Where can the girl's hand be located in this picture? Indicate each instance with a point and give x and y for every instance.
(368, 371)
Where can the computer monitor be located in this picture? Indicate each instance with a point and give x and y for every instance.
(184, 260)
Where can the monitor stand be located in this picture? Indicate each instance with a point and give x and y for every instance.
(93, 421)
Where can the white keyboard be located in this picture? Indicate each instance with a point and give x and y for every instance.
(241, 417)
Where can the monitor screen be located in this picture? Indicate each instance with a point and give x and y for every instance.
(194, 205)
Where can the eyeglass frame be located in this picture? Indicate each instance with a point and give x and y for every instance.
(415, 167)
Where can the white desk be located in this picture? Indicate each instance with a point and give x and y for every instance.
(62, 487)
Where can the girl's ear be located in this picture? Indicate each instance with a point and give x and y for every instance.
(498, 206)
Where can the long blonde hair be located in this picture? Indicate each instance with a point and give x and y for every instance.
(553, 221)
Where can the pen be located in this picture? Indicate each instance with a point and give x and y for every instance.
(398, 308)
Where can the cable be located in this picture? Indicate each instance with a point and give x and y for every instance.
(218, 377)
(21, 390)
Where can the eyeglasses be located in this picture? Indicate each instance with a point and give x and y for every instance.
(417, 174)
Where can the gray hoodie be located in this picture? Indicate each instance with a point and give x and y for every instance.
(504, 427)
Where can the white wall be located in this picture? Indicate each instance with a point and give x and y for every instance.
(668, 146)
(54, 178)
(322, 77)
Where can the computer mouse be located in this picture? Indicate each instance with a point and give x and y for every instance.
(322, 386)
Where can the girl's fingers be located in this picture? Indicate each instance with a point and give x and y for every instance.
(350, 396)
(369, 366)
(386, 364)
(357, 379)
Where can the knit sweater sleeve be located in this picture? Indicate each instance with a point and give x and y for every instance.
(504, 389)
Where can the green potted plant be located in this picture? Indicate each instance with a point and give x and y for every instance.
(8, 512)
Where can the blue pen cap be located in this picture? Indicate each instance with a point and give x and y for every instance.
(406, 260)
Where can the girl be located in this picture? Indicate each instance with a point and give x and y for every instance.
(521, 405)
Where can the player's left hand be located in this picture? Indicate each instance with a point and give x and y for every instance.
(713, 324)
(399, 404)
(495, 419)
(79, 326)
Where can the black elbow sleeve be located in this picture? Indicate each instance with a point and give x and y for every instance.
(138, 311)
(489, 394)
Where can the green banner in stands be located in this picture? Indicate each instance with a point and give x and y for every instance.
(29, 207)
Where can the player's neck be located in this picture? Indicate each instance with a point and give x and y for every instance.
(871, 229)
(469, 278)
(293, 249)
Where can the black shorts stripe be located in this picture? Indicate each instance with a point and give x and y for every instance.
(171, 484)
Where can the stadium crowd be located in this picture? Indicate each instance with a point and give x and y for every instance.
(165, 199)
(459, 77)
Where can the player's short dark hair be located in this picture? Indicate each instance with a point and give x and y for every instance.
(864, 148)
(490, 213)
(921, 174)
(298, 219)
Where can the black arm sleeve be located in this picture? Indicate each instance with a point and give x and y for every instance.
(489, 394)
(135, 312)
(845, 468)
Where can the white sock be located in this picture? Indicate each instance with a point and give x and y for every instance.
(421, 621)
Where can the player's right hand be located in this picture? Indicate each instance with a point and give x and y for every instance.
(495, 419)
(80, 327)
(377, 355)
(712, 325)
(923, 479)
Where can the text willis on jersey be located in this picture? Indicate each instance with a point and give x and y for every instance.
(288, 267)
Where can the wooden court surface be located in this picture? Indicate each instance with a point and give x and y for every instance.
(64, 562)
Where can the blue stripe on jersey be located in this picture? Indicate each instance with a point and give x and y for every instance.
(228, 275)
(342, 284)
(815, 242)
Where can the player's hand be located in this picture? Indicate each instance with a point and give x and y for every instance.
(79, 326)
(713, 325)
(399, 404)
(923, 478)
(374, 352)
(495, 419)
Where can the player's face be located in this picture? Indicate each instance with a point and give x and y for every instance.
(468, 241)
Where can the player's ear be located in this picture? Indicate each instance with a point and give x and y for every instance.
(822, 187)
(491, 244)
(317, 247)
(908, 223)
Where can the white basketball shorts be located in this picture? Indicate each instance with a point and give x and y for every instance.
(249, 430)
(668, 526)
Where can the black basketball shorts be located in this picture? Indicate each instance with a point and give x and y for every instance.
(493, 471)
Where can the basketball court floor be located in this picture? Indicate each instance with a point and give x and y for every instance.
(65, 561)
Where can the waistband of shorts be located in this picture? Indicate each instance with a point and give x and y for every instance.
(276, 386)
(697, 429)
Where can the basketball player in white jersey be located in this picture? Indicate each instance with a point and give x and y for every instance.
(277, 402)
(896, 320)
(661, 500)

Task to carry out –
Copy only the stretch running from the line containing "Where can the player's face" to the final line of the entries, both ends included, exactly as it stands.

Output of the exercise –
Where can the player's face be located in this picture? Indicate each instance with a point and give x and y for every instance.
(468, 241)
Where can the player's ear be located in this picture? Indicate each instance with a point and give x and y for every instance.
(822, 187)
(491, 244)
(317, 247)
(908, 223)
Where can the white basketball shorts be located in this picture? Indicate each instance with a point and give x and y for every instance.
(249, 430)
(668, 526)
Where can the black basketball shorts be located in this picture? Indicate each instance with a point and give x and y for every instance.
(493, 471)
Where can the basketball court floor be located in this picture? Indicate each instance with a point and give x and y for every instance.
(65, 561)
Where can the waistband of shorts be located in this picture? Indicate each instance with a point and give x and y for every instance.
(276, 386)
(697, 429)
Where can the basketball player in white jersey be located in this picture? Indicate each instance with a point and give x and y for every instance.
(277, 402)
(896, 320)
(661, 500)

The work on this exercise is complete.